* [TASK TO COMPLETE]:
Type out the entries below again, character for character.

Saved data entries
__________________________________________________
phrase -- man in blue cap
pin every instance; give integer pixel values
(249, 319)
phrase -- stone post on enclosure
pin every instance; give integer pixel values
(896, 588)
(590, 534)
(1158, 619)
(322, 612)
__________________________________________________
* [EXERCISE RESPONSE]:
phrase -- man in blue cap
pin every instance; give integer pixel values
(249, 319)
phrase -- stone post on enclosure
pin every instance; give integer pixel values
(896, 588)
(590, 534)
(1158, 619)
(322, 612)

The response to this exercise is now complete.